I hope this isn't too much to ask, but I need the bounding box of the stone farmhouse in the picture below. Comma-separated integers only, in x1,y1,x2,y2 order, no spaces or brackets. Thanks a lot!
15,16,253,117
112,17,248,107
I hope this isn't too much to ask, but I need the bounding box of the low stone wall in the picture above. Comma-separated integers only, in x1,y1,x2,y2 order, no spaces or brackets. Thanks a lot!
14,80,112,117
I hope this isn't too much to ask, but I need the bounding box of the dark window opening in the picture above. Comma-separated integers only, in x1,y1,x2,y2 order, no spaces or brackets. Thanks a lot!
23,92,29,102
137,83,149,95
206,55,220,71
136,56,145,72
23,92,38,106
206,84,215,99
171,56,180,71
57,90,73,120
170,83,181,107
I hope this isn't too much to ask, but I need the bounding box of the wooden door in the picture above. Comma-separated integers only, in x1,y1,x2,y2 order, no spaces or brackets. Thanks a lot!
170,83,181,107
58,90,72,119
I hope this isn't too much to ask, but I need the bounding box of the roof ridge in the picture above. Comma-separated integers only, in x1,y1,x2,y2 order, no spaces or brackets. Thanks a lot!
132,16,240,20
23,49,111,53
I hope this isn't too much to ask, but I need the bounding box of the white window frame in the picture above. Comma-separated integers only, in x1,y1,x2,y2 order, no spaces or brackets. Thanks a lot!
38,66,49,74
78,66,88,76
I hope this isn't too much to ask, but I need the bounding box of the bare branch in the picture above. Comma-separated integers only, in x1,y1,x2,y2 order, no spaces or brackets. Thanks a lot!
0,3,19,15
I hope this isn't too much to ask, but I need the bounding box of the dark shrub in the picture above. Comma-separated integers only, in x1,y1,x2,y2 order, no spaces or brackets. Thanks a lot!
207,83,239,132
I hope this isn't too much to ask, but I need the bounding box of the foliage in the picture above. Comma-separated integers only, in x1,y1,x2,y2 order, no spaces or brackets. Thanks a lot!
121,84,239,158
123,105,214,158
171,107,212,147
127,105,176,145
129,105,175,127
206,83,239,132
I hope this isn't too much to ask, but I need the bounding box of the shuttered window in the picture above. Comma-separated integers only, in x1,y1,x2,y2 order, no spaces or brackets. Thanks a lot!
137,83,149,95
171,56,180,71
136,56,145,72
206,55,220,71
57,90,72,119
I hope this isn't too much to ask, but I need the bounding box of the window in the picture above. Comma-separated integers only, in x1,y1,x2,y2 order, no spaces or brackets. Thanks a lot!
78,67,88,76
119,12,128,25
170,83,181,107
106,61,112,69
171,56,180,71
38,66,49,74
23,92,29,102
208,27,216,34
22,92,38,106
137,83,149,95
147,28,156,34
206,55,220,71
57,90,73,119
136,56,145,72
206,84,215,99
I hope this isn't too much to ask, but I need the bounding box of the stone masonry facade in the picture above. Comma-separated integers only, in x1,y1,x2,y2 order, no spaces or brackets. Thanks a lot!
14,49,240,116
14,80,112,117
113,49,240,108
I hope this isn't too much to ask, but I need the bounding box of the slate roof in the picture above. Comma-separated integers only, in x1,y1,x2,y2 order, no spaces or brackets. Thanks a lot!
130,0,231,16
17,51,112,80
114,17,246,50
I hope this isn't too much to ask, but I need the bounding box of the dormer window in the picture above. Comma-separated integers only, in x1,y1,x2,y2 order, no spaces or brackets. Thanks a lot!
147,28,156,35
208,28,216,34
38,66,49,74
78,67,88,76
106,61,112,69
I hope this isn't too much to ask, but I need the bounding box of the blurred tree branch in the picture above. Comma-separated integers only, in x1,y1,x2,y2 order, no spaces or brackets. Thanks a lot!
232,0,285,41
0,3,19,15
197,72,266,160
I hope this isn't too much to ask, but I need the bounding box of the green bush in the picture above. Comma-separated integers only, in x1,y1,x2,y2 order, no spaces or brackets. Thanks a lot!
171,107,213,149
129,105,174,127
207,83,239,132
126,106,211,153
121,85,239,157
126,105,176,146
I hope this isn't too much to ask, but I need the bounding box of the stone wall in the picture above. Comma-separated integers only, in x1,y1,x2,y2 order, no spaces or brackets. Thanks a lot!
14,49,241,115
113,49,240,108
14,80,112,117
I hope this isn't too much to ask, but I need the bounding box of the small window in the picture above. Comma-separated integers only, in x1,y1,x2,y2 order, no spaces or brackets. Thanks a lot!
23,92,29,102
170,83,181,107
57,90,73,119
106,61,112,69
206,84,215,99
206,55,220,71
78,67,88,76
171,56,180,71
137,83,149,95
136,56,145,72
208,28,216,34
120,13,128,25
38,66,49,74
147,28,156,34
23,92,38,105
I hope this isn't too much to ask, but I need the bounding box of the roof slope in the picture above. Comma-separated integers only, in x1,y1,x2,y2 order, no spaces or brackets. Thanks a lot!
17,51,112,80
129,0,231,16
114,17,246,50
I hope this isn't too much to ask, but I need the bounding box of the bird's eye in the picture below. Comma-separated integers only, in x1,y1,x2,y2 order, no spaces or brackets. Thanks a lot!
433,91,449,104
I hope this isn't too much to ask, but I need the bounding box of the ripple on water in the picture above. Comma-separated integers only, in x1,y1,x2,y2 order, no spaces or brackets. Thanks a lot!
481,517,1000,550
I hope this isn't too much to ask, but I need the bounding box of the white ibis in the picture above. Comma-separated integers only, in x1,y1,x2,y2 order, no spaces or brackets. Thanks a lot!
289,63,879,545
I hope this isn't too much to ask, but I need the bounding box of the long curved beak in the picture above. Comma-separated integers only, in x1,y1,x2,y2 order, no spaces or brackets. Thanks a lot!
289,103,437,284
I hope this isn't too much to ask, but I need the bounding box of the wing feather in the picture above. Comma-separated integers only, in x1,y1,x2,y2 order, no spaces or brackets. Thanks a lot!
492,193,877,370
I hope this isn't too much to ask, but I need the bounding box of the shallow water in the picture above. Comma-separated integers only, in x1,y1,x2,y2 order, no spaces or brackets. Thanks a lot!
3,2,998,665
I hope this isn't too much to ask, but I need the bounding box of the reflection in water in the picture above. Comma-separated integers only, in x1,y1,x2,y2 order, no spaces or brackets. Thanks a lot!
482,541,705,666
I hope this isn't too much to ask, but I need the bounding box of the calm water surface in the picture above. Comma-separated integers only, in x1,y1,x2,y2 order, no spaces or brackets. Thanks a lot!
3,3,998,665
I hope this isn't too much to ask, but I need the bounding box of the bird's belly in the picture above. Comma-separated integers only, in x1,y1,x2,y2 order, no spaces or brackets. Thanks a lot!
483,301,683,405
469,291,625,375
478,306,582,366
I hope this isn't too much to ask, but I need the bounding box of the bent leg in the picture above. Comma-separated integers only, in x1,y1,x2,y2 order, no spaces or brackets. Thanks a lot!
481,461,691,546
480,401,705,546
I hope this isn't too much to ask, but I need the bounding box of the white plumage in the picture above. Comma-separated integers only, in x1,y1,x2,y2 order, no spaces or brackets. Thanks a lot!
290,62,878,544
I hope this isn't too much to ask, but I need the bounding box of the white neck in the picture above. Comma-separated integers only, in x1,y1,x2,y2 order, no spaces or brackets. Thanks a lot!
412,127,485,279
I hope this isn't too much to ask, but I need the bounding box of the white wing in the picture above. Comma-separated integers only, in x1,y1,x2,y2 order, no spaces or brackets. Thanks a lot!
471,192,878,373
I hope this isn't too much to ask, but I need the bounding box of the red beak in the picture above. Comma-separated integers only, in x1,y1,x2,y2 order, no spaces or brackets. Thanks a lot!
-----
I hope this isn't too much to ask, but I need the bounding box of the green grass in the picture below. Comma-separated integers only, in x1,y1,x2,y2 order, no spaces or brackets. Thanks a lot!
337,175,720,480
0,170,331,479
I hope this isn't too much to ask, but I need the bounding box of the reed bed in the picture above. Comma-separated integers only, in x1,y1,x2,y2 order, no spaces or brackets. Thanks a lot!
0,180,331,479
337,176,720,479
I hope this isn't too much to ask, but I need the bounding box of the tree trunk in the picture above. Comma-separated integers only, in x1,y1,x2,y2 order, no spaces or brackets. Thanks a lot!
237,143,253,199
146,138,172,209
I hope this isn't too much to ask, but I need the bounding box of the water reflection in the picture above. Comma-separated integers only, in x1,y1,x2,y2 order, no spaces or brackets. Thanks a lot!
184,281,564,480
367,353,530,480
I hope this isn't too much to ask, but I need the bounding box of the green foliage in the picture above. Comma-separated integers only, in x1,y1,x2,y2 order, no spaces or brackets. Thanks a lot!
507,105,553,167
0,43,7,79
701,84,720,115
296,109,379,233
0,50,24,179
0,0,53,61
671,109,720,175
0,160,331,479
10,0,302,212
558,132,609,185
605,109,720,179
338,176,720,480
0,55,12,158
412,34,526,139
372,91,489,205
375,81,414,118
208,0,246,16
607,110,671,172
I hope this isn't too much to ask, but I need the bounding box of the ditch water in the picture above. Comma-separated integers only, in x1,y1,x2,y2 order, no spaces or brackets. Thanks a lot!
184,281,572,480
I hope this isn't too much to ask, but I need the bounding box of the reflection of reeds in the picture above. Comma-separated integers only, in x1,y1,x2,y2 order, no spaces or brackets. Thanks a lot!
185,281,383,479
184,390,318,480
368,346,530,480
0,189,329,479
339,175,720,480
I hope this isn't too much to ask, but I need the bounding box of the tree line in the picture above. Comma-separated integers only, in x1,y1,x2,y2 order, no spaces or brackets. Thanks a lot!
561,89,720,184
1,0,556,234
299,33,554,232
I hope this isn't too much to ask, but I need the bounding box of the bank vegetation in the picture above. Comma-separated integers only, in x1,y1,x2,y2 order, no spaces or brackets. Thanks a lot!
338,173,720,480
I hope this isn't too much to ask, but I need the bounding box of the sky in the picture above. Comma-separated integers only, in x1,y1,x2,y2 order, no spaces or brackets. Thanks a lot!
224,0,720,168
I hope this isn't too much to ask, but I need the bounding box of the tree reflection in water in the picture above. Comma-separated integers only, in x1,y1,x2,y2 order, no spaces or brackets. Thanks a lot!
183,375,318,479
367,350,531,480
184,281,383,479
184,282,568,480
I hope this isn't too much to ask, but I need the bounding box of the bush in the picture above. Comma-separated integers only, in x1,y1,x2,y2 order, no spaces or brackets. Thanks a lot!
-----
* **Prompt**:
In the listing above, locate the line containing "the tree reflection" and the line containing "of the bush". Transcribe those two lines and everything between them, exactly as written.

* **Task response**:
I hope this isn't too much to ask, but I need the bounding box of the tree reflection in water in the picture above. Comma-separated integers only, in x1,y1,x2,y2 order, no spaces or brackets. Thanks a lot!
183,375,318,479
367,350,531,480
184,281,383,479
184,282,568,480
I hope this isn't too much to ask, but I need the bounding box of the bush in the picture above. Comma-separated integers only, in x1,y1,x2,y2 order, no spaces or brackets. Thanks a lot!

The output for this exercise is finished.